Look below for the line that contains "Placement rule: one point per instance of the collar", then copy it and each following line exactly, through and including the line that contains "column 1130, row 131".

[[ Exercise inputs open ]]

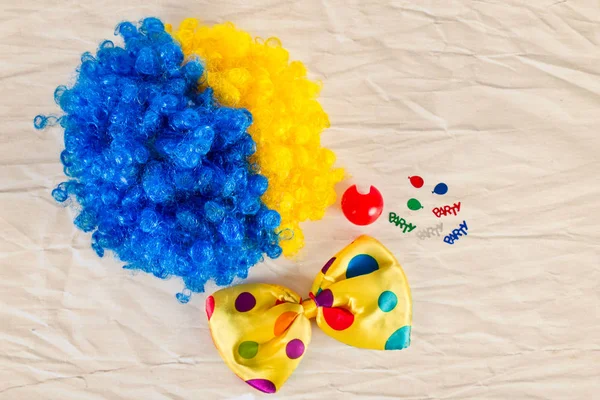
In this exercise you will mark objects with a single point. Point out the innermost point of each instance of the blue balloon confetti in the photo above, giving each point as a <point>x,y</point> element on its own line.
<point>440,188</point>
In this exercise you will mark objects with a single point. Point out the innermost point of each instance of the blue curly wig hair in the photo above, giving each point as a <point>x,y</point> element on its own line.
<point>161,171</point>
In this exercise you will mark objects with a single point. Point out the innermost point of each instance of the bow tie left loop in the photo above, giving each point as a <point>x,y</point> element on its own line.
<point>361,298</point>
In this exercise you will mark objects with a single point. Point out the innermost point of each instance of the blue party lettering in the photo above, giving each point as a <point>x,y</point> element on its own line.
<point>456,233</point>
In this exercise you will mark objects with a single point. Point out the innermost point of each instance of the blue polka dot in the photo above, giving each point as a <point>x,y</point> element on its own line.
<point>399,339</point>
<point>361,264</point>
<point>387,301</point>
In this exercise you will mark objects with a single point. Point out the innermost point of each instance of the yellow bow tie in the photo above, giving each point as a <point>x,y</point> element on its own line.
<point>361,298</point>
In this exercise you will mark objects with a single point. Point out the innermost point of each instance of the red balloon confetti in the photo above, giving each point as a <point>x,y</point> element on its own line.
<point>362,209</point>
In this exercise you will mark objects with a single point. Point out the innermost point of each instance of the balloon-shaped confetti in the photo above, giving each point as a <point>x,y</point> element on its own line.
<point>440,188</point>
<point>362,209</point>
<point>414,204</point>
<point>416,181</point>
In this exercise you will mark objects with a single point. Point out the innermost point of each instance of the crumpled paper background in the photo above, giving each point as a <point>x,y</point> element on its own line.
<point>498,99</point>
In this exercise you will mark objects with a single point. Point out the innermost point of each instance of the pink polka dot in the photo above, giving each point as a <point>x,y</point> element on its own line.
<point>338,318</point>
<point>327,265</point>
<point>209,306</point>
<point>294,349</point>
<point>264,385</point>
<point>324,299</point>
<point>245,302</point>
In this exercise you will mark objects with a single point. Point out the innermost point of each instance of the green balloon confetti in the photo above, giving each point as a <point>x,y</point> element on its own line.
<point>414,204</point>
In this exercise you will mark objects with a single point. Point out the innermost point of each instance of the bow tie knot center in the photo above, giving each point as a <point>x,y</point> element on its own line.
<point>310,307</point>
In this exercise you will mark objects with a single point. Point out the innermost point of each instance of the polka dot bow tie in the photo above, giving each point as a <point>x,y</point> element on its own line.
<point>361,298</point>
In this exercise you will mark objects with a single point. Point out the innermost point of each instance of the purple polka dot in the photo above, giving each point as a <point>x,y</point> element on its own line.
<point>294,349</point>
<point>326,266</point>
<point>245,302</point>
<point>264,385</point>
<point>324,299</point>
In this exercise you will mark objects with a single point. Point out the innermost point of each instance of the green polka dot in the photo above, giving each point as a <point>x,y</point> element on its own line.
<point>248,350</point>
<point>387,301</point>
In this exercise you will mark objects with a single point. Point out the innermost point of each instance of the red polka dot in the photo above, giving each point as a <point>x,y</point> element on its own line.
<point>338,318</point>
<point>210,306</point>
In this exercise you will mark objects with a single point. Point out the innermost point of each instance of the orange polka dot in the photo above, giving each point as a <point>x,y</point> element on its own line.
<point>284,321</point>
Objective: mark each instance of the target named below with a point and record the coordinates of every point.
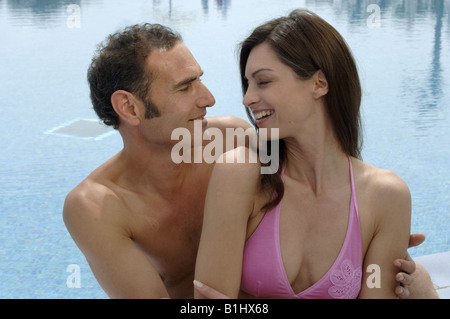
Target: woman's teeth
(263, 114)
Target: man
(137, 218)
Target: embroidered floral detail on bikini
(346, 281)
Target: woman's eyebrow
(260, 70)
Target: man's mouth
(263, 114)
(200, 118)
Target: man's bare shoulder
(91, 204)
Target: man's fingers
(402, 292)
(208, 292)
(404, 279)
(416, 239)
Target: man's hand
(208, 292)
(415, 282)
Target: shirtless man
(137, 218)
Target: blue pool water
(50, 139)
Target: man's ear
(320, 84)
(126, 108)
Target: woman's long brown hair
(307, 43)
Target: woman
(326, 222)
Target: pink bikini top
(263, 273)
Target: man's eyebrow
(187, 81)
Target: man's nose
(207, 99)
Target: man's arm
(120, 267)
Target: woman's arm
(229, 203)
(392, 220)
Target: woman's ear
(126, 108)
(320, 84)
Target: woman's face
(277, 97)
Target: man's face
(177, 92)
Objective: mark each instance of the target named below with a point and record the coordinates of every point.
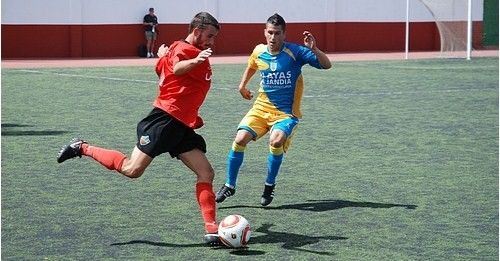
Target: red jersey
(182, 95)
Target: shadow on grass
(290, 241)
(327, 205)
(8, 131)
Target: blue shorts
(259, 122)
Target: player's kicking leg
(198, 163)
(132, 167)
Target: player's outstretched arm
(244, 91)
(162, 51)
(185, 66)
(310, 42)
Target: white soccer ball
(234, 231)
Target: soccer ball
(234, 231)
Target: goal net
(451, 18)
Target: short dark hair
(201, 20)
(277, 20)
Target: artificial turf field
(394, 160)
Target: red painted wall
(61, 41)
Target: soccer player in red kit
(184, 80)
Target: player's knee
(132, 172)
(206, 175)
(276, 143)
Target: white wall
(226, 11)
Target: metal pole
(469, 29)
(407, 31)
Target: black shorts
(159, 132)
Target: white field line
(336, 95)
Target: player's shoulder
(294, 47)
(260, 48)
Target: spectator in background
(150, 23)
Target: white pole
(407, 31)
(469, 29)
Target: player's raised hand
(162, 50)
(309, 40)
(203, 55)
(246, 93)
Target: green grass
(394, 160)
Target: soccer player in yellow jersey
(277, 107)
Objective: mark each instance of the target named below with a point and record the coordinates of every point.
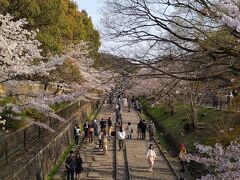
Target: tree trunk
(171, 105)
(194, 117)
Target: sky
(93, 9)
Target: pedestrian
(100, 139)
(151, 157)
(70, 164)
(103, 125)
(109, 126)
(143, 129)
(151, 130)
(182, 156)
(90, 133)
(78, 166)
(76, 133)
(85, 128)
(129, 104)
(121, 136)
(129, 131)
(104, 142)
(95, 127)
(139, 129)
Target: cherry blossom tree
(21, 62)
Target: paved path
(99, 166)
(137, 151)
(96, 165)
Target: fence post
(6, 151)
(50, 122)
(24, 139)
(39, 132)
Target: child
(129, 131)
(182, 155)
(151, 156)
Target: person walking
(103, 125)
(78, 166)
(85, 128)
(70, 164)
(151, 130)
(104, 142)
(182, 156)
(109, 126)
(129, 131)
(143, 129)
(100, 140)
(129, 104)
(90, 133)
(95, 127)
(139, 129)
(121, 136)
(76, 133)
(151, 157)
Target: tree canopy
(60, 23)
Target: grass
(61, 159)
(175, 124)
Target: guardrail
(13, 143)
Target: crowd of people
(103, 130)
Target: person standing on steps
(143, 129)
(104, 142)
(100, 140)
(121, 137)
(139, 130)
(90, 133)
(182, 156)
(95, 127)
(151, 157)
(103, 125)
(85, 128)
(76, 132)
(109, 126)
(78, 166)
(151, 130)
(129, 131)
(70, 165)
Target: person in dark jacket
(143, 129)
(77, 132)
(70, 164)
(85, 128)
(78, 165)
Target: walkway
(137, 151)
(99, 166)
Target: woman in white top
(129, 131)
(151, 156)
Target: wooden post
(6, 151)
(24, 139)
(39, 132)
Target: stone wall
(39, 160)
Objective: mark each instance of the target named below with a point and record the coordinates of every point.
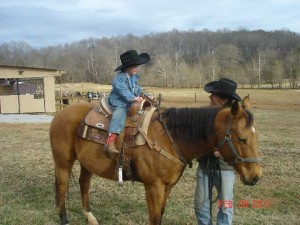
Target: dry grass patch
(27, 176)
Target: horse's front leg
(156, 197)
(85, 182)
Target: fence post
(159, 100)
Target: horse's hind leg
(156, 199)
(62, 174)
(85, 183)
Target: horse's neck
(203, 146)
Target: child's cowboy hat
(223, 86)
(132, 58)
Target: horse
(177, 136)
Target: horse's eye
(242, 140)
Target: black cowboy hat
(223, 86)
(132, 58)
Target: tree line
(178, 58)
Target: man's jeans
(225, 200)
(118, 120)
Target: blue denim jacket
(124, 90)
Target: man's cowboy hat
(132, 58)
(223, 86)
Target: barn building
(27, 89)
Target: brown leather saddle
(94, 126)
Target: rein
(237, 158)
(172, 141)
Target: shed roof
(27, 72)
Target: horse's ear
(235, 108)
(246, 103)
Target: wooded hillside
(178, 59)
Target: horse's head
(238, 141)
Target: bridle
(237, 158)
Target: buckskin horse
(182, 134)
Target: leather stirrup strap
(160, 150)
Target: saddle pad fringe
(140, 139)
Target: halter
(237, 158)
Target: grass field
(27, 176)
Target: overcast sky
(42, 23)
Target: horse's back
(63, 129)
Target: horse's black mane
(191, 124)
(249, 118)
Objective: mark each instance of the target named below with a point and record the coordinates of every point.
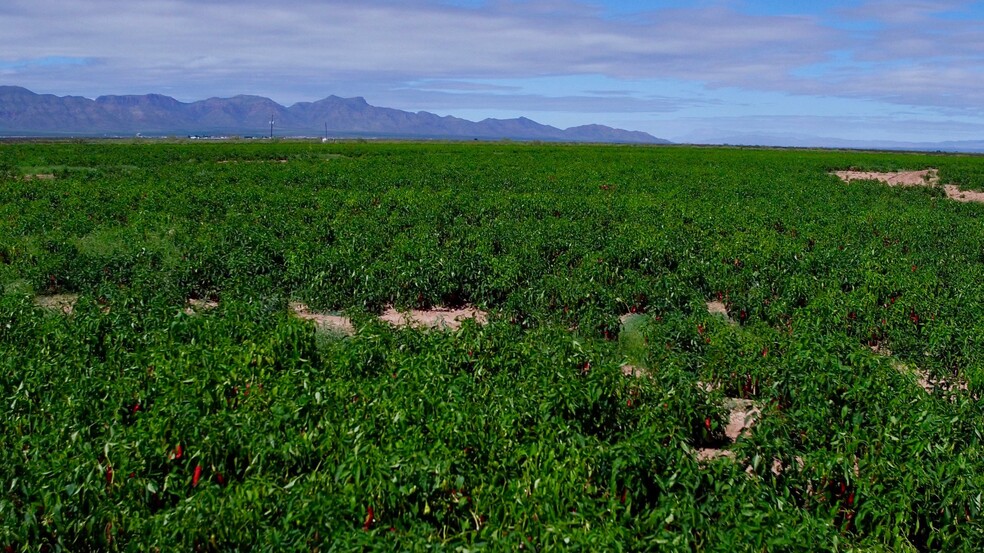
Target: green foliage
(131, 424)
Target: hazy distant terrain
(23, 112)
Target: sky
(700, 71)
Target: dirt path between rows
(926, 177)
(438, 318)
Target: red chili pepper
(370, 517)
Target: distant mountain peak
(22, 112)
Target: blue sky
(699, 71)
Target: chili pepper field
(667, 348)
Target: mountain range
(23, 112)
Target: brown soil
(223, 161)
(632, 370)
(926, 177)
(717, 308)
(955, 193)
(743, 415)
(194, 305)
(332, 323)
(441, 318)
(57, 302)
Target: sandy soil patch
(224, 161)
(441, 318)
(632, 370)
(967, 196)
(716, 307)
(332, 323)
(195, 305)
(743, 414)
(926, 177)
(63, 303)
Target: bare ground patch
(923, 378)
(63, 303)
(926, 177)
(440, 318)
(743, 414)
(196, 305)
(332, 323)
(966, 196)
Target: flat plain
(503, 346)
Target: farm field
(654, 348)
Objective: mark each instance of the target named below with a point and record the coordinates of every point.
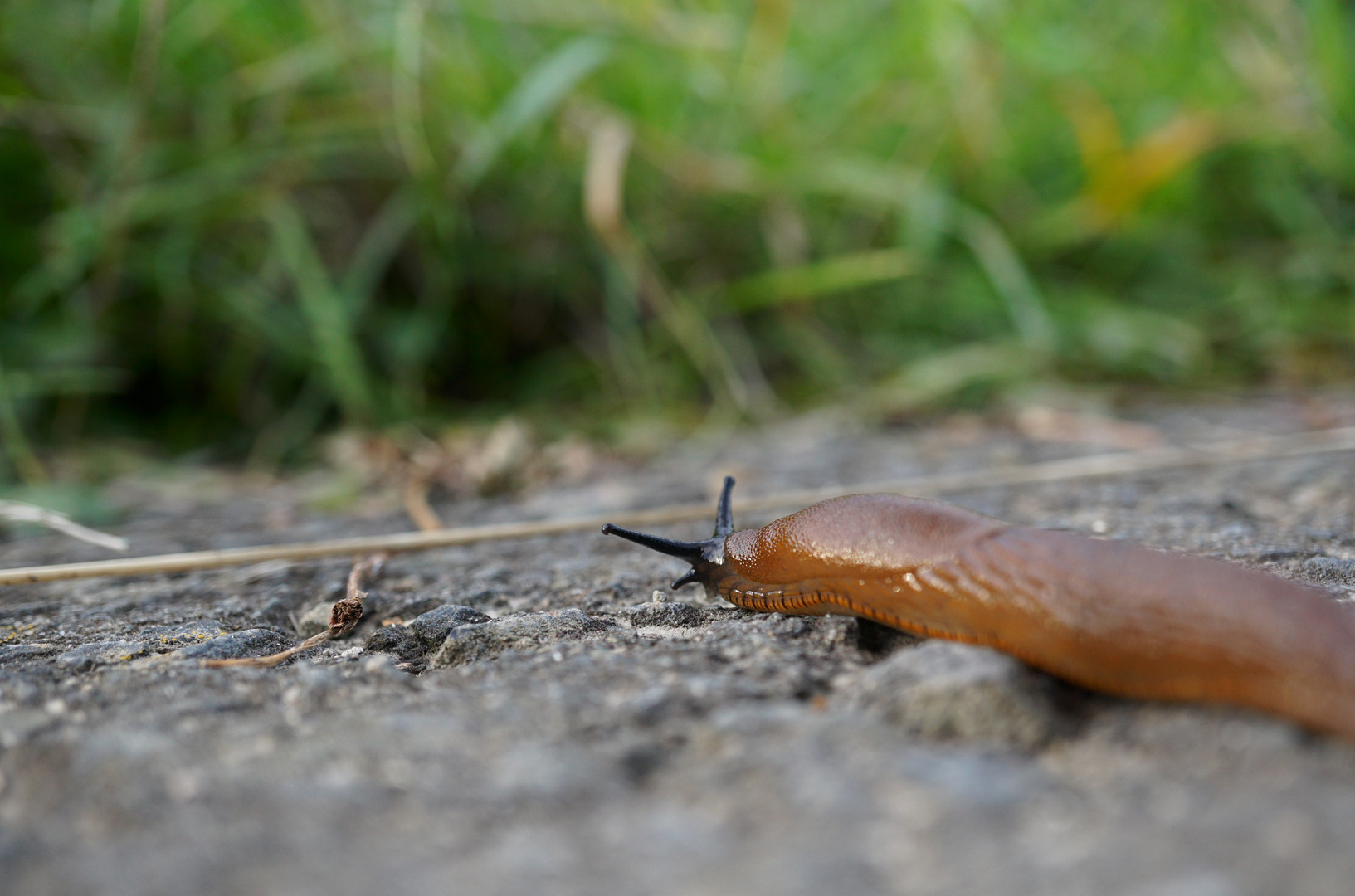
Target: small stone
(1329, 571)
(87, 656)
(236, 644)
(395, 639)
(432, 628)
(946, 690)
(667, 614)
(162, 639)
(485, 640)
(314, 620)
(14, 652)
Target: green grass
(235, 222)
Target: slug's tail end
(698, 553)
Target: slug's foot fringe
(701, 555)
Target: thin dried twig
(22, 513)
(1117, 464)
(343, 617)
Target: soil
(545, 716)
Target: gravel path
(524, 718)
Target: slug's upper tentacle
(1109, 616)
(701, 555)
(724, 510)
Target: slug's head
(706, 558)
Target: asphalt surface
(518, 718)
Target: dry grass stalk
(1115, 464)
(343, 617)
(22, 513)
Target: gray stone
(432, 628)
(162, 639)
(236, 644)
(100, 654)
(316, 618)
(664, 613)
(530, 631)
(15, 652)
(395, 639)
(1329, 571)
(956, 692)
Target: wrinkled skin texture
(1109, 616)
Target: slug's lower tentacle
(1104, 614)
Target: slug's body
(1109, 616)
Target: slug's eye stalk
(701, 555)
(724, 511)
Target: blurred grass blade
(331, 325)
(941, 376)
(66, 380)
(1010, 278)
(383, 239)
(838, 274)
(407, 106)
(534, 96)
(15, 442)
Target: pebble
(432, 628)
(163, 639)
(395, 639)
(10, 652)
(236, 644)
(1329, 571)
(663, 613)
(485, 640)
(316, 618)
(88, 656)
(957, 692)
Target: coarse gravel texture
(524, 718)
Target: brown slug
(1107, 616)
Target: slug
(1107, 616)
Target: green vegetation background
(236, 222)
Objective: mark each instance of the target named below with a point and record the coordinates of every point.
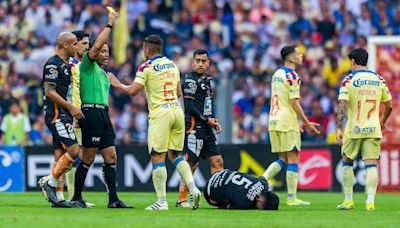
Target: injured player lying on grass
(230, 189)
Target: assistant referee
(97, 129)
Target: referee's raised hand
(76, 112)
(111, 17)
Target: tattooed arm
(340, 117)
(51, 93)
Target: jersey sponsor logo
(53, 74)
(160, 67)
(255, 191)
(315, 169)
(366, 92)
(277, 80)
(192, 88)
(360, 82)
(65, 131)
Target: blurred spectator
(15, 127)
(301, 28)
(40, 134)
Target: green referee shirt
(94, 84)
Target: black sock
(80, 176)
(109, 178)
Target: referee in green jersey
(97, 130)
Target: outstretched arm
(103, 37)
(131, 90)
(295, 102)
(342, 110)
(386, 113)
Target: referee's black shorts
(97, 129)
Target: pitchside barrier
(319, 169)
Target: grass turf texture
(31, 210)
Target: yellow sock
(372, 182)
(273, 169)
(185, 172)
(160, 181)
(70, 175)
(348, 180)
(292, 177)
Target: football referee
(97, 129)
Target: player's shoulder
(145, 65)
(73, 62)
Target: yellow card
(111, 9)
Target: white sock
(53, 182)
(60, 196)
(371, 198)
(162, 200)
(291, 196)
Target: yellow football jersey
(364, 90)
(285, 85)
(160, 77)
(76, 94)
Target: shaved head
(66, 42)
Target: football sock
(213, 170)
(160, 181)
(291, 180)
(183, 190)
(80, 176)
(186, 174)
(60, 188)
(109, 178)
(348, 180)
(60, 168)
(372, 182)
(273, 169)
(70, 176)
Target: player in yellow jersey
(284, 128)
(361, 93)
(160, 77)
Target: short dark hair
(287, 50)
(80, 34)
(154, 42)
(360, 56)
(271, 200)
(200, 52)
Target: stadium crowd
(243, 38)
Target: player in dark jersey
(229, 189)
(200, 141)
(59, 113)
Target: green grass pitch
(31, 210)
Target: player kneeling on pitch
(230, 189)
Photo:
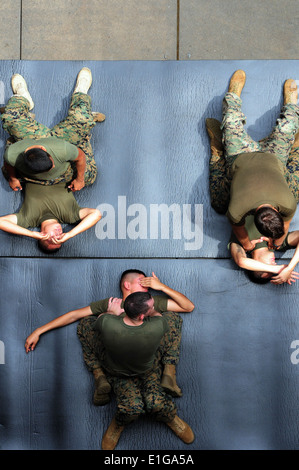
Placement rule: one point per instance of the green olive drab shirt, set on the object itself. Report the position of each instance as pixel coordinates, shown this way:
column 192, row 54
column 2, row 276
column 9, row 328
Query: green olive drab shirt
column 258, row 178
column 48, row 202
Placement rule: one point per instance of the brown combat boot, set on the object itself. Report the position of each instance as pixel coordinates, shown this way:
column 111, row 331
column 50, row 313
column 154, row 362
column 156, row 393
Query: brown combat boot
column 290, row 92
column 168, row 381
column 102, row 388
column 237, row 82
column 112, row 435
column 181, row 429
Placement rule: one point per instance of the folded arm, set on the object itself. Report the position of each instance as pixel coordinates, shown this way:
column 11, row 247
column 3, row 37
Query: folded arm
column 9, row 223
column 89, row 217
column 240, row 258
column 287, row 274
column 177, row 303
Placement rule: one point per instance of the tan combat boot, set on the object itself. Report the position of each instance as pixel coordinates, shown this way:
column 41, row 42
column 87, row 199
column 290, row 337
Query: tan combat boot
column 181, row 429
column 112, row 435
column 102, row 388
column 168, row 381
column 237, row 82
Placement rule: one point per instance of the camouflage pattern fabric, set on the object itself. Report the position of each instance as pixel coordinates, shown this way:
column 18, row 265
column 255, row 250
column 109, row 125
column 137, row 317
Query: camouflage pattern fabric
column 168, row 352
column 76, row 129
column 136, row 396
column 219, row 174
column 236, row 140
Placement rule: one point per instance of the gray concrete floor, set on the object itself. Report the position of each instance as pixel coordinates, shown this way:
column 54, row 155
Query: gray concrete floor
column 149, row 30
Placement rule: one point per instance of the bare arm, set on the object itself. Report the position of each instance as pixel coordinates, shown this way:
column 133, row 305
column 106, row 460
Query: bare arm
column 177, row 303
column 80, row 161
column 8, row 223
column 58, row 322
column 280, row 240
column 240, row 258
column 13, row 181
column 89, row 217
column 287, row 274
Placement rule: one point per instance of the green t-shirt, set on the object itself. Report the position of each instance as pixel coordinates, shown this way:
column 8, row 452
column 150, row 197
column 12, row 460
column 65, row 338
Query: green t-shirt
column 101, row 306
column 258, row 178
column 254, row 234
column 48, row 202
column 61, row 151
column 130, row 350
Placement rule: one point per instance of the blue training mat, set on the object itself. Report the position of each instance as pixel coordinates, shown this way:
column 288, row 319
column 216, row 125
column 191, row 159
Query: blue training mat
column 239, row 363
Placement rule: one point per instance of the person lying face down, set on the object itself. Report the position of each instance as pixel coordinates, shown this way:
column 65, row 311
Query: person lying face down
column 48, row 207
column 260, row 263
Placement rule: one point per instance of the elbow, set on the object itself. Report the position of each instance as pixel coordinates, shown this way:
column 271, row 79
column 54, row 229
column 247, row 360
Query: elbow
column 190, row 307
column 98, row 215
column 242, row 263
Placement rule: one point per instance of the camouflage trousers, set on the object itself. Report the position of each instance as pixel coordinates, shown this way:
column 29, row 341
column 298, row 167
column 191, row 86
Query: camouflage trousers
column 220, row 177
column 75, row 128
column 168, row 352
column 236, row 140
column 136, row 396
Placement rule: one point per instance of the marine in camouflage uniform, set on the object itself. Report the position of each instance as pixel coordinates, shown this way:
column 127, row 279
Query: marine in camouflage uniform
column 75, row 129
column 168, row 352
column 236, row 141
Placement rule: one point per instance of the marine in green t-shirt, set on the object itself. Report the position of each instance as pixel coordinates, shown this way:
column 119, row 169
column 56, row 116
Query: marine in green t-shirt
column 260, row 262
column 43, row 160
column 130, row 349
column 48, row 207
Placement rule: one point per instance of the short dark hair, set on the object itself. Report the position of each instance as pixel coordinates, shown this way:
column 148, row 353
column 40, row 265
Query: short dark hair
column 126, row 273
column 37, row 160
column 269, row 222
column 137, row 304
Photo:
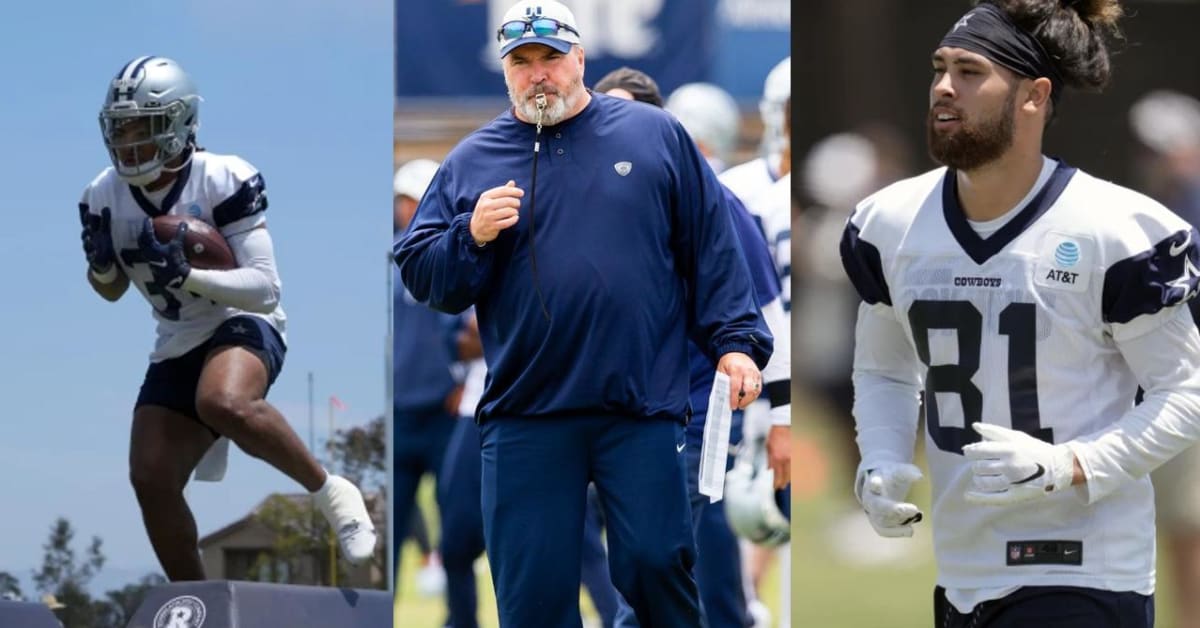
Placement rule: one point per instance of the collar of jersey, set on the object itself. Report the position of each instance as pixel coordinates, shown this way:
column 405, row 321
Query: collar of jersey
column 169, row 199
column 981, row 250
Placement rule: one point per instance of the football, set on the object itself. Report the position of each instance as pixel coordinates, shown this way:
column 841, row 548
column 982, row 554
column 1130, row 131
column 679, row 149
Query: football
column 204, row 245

[[ Exercise inputs closed ]]

### Output
Placement rule: one point per instance of the collar of jersey, set on the object itself. Report the position of each instance as pixel coordinates, shown this way:
column 405, row 321
Query: collar of jersey
column 169, row 199
column 981, row 250
Placement rule: one point per instance of the football, set on the object itself. Report the position of each instance as pixel coordinates, shown this way:
column 841, row 548
column 982, row 554
column 1130, row 131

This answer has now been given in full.